Directive -> Starting at the line containing "The automated pipeline tagged finger" and ending with the last line of the data, shift every bounding-box coordinate up by 100. Write out each of those lines again, the text lines as well as the boxes.

Records to use ->
· · ·
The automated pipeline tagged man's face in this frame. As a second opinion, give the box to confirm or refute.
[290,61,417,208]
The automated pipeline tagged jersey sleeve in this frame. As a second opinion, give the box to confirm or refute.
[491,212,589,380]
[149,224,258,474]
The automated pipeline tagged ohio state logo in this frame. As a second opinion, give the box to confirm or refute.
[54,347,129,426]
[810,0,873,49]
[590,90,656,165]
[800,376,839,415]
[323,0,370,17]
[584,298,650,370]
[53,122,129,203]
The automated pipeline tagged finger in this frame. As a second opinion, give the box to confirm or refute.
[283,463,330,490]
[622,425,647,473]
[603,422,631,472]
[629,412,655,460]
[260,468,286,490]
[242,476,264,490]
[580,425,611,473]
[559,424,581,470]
· · ·
Expected answer ->
The automated pipeline tagged finger in this frame. As a second opinion, give the box to confirm or refute.
[383,563,430,590]
[722,525,747,573]
[703,522,731,572]
[729,512,755,560]
[360,568,386,590]
[342,576,364,590]
[680,525,711,573]
[659,524,681,570]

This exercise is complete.